## TASK TO COMPLETE
Only the closing portion of the entries is to be reproduced: the line containing "Could you point out the sofa" through the very last line, exactly as written.

┄┄┄┄┄┄┄┄┄┄

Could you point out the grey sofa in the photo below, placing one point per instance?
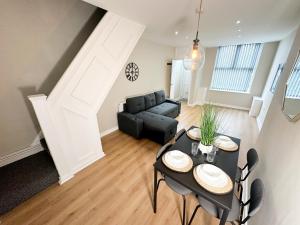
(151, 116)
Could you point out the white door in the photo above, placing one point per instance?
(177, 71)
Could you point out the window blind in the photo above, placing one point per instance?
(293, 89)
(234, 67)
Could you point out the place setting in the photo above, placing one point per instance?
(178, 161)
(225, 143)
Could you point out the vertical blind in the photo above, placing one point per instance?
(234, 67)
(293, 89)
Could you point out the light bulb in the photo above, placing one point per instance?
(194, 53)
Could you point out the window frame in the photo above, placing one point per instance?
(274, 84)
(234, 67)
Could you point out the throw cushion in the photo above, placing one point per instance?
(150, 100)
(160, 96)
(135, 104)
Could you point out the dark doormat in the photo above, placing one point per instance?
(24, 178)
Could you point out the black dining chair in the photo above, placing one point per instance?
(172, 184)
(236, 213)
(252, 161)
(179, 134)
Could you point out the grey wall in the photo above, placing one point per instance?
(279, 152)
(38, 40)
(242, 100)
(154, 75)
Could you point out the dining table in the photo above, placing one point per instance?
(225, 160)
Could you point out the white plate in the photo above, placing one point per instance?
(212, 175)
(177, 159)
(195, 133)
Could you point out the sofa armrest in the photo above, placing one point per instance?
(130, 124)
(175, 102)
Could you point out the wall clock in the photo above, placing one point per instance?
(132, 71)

┄┄┄┄┄┄┄┄┄┄

## ANSWER FOR THIS EXERCISE
Could you point out the sofa armrest in the photo above, placing one point per instance?
(130, 124)
(175, 102)
Could you point out the wall clock in the photo above, placing one point per instance?
(132, 71)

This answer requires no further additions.